- [Texte fourni]
Depuis la mi-2019, l’Iran a décidé de sortir progressivement de l’accord de 2015. Au niveau de son programme nucléaire, Téhéran commence à avoir un stock d’uranium enrichi bien supérieur à ce qui était prévu par l’accord. Par ailleurs, le taux d’enrichissement d’uranium pratiqué par l’Iran s’élève maintenant à 60 %, sachant que le taux « militaire » est de 90 % et que le taux auquel Téhéran a droit selon l’accord de 2015 est de 3,7 %. Les Iraniens se sont donc considérablement écartés des limites de l’accord de 2015. Il s’agit de la conséquence directe de la sortie des États-Unis de l’accord. On n’en serait donc pas là si Trump n’était pas sorti de l’accord en mai 2018. On se retrouve dès lors toujours avec les mêmes discours. Du côté iranien, Téhéran explique faire cela parce que Washington est sorti de l’accord. L’ambition des Iraniens est de mettre la pression sur les États-Unis et les l’Union européenne pour leur faire comprendre qu’ils doivent supprimer le plus vite possible les sanctions. S’ils suppriment celles imposées par Trump depuis 2018, alors les Iraniens reviendront automatiquement à l’accord de 2015. De l’autre côté, cette situation fait peur aux Occidentaux. Le programme nucléaire iranien se développe et on se retrouve avec une réduction continue du « break-out time », c’est-à-dire le temps qu’il faudrait à l’Iran pour fabriquer une bombe nucléaire s’il le décidait. Ce temps s’est effectivement considérablement réduit du fait que le pays est sorti de l’accord de 2015 selon les experts.

(Entrées enregistrées)

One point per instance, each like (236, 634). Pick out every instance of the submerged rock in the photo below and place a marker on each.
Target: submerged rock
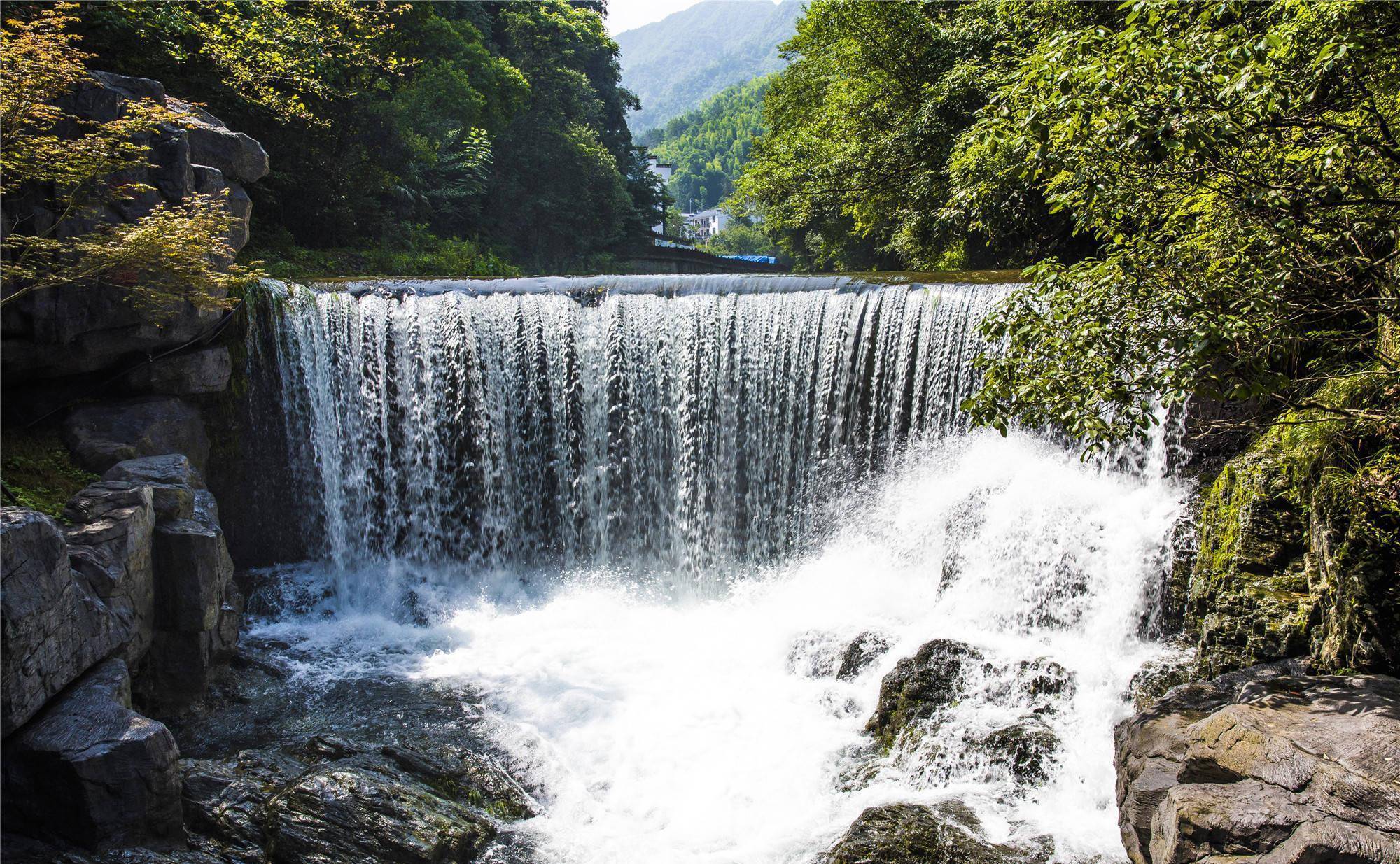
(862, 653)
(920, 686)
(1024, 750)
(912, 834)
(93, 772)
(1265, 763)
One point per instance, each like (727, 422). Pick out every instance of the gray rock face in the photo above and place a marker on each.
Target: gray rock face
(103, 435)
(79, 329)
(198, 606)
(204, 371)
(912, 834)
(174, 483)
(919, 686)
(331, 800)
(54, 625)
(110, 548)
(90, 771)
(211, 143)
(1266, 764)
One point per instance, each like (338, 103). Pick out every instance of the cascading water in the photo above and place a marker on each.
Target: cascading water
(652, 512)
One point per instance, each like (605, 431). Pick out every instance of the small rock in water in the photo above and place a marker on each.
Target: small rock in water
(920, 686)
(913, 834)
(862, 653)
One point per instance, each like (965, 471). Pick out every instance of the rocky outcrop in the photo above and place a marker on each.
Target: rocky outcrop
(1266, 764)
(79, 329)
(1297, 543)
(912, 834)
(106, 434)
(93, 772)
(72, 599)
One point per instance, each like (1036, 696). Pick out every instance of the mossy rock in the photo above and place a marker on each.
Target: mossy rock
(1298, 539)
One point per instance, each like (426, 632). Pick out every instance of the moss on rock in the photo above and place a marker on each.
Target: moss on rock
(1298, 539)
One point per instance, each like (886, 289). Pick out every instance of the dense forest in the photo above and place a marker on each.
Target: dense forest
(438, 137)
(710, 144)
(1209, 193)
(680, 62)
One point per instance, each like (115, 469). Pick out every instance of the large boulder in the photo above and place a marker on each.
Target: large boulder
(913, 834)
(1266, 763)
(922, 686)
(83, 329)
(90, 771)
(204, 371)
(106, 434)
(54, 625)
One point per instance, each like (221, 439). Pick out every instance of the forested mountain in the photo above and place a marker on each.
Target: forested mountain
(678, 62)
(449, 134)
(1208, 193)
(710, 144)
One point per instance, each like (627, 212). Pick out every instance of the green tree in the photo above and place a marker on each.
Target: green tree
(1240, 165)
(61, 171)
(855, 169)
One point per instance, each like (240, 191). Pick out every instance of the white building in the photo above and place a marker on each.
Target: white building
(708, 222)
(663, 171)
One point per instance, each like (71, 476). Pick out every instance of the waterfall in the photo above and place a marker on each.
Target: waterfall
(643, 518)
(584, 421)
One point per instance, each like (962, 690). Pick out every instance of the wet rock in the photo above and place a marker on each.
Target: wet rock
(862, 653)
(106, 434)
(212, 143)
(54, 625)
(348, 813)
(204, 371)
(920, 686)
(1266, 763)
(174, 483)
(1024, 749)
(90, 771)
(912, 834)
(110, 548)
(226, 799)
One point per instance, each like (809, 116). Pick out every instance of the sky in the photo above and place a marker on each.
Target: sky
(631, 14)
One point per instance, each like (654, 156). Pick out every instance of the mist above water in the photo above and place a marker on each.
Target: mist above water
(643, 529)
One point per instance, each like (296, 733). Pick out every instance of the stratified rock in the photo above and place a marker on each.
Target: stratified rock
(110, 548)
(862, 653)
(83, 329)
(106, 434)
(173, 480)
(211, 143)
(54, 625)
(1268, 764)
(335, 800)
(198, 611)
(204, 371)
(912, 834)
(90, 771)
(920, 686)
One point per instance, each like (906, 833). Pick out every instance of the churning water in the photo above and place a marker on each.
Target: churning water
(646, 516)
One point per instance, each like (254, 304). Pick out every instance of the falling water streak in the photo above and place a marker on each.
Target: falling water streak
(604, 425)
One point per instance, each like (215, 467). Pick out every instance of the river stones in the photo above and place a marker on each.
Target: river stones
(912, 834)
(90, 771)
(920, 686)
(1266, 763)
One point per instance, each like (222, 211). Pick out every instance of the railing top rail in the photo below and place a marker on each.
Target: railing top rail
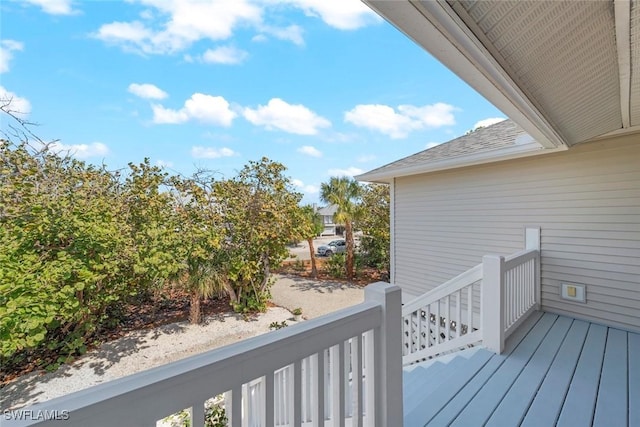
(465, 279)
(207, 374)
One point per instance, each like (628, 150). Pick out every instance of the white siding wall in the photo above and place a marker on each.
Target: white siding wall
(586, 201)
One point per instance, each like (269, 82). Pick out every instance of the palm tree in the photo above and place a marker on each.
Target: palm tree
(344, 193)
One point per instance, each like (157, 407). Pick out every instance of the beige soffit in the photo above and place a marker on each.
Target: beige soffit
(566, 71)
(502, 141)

- [Exercice] Relevez tous les pourcentages cités dans le texte sur le programme nucléaire iranien et indiquez à quel taux chacun correspond.

- [Corrigé]
- 60 % : le taux d'enrichissement d'uranium pratiqué maintenant par l'Iran.
- 90 % : le taux « militaire ».
- 3,7 % : le taux auquel Téhéran a droit selon l'accord de 2015.